- TEXTO APRESENTADO

Pneumonia? Peleumonia? Ou o problema é outro?

O próximo texto desta coluna, como combinado, deveria ser sobre as pessoas que se “escondem” atrás das mídias sociais: aquelas pessoas que as utilizam em demasia como fuga, ou vício ou as que encontram aí um ponto de apoio para suas dificuldades de convivência no mundo real. Porém alguns fatos ocorridos e que circularam pela internet nestes últimos dias chamou minha atenção de maneira gritante e não pude deixar de construir uma reflexão aqui com vocês.

O marco inicial foi uma simples consulta médica, um questionamento feito pelo mecânico José Mauro de Oliveira Lima, 42 anos ao plantonista do Hospital Santa Rosa de Lima, em Serra Negra (SP), doutor Guilherme Capel Pasqua, e a inocente pergunta sobre tão sério diagnóstico tornou-se alvo de deboche. Sim, estou me referindo ao efeito “PELEUMONIA”. O triste início se deu quando um médico, um homem branco, jovem, com vários anos de estudo e dedicação à faculdade de medicina, em mais um dia de trabalho atendeu um paciente que com seu linguajar simples, de quem não teve muito estudo porque precisou trabalhar para prover o sustento da família, referiu-se à doença que acomete os pulmões como “peleumonia”  (Portal G1 – Reportagem).

Motivado exatamente não se sabe por que, se por “simples” brincadeira, falta de educação e respeito, se por imaginar-se melhor por saber-se detentor de um conhecimento que o paciente não possuía, ou outras motivações que desconhecemos, ele e algumas colegas resolveram tirar fotos da palavra como dita pelo paciente, expor em redes sociais e tecer comentários maldosos, conceituando que “assim seria o nível da clientela atendida naquele hospital”. Cena vexatória e constrangimento desnecessário. Não precisa ser muito estudado para pensar nestas hipóteses.

Evidente que o médico ganhou simpatizantes por muitas e diversas razões. Porém, como quem fala o que quer ouve o que não quer, os autores da situação foram alvo de muitas críticas também. Não restam dúvidas de que a internet é, hoje em dia, o espaço mais democrático de expressão que se tem. Tudo se pode postar, porém há que se saber que haverá que arcar com as consequências daquilo que é dito, do que é exposto, do que elogia, mas também do que denigre. A lei da física é clara: a toda ação corresponde uma reação oposta e de igual intensidade (3ª lei de Newton). Isto é, se você ataca de um lado, sente e espere uma reação em igual proporção vindo em sua direção.

- MATERIAL FORNECIDO
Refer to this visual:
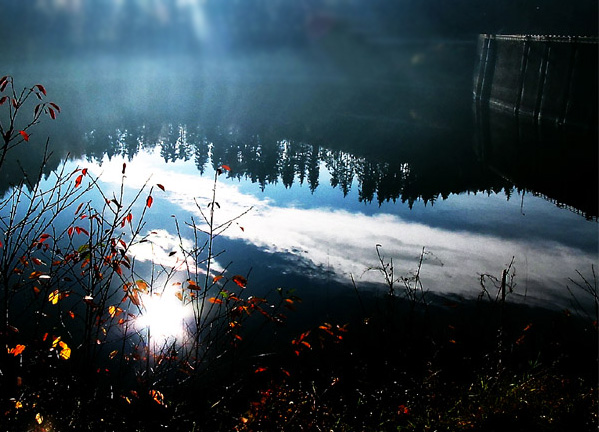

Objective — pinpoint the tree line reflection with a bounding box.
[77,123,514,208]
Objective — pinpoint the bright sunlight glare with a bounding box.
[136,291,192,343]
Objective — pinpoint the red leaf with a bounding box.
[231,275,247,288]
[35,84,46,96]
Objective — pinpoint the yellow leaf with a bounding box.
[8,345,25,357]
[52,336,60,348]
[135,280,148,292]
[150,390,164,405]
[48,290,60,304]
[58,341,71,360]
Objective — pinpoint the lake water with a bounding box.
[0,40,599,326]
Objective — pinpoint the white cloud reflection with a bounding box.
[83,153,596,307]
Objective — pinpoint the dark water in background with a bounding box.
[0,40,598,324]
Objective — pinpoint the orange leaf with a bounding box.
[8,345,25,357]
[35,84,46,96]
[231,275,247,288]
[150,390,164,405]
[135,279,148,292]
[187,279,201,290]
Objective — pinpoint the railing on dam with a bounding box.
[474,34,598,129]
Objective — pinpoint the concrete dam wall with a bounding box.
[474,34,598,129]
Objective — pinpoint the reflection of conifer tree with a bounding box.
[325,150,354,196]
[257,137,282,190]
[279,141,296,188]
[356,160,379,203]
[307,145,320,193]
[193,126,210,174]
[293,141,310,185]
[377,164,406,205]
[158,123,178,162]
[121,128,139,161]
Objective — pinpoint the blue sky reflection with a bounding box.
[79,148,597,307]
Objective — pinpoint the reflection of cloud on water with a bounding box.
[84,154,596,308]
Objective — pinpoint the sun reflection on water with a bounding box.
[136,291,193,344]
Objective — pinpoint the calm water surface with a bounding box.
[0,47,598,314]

---

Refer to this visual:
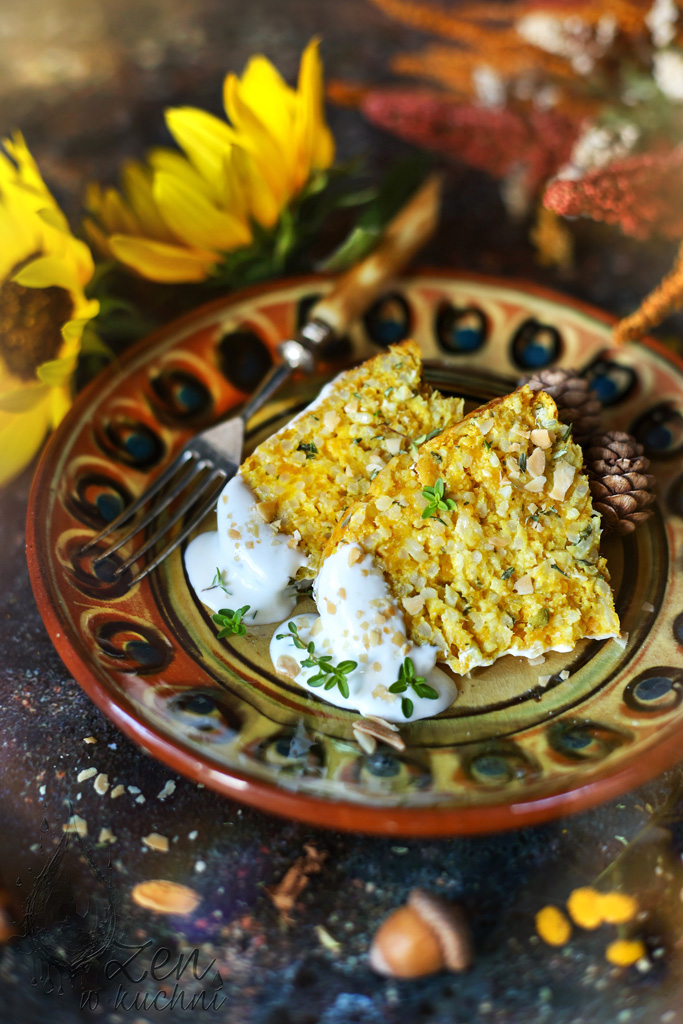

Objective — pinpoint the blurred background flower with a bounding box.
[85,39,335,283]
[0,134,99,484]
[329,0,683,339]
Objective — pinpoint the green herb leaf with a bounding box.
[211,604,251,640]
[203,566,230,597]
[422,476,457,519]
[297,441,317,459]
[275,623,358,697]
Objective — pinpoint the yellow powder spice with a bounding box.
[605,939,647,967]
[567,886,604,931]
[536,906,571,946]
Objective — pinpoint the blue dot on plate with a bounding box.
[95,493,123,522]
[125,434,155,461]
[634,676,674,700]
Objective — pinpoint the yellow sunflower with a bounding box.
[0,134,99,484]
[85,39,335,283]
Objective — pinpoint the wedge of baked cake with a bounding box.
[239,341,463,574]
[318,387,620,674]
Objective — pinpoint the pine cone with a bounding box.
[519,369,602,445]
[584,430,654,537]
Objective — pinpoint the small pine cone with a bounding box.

- TAREFA
Transcreva, sem alterações, o trecho do texto sobre o caso da “peleumonia” que vai de "Motivado exatamente não" até "pensar nestas hipóteses.".

- RESPOSTA ESCRITA
Motivado exatamente não se sabe por que, se por “simples” brincadeira, falta de educação e respeito, se por imaginar-se melhor por saber-se detentor de um conhecimento que o paciente não possuía, ou outras motivações que desconhecemos, ele e algumas colegas resolveram tirar fotos da palavra como dita pelo paciente, expor em redes sociais e tecer comentários maldosos, conceituando que “assim seria o nível da clientela atendida naquele hospital”. Cena vexatória e constrangimento desnecessário. Não precisa ser muito estudado para pensar nestas hipóteses.